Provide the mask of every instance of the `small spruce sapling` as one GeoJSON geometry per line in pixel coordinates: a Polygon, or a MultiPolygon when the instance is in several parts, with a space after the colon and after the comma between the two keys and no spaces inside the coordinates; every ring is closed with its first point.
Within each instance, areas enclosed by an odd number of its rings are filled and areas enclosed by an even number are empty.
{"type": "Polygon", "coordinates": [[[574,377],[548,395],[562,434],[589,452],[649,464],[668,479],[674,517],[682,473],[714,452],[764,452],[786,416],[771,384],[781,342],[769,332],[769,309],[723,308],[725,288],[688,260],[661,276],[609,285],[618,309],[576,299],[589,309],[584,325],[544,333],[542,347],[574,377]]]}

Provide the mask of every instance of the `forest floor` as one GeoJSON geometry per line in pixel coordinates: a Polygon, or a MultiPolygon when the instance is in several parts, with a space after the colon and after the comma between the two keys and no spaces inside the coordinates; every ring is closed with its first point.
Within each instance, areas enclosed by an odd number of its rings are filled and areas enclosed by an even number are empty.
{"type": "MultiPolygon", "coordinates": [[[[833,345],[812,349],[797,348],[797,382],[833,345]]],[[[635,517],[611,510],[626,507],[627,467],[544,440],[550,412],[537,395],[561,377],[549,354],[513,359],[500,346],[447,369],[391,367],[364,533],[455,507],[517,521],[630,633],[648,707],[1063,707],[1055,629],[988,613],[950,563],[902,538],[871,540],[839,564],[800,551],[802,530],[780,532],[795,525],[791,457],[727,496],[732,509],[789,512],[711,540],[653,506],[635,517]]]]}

==*==

(EXERCISE): Output each line of the data above as a JSON list of strings, one string per line, leaving out blank lines.

(WRITTEN RESPONSE):
[
  "Provide the mask of every instance of the `small spruce sapling` as one GeoJSON geometry per line in pixel coordinates: a Polygon, or a MultiPolygon when the instance is in several parts, with a space after the colon and after the comma between the two keys and no spaces inside the coordinates; every ring is closed with its first point.",
  "Within each instance, areas enclosed by an odd number of its rings are filled and areas enclosed by an even number are empty.",
  "{\"type\": \"Polygon\", \"coordinates\": [[[574,377],[548,395],[562,434],[589,452],[649,464],[668,479],[674,517],[682,473],[714,452],[764,452],[786,416],[771,384],[781,342],[769,332],[769,309],[723,308],[725,288],[688,260],[661,276],[609,285],[618,309],[576,299],[589,309],[584,325],[544,333],[542,347],[574,377]]]}",
  "Provide the mask of every instance of the `forest floor` as one GeoJSON geometry per line in pixel coordinates: a Polygon, or a MultiPolygon when the instance is in several parts, with a space after the colon and after the comma between the two keys and no spaces inside the coordinates; every ring is closed with its first point.",
  "Within each instance, areas enclosed by an odd number of its rings are filled and areas enclosed by an even number are empty.",
  "{\"type\": \"MultiPolygon\", \"coordinates\": [[[[833,345],[812,349],[797,348],[797,382],[833,345]]],[[[635,517],[611,510],[626,507],[627,467],[544,440],[550,412],[537,395],[561,377],[549,354],[513,359],[500,346],[447,369],[391,367],[364,533],[455,507],[517,521],[630,633],[648,707],[1063,707],[1055,629],[988,613],[950,563],[902,538],[871,540],[839,564],[800,551],[802,530],[780,532],[795,525],[791,457],[727,496],[732,509],[789,512],[711,540],[653,506],[635,517]]]]}"
]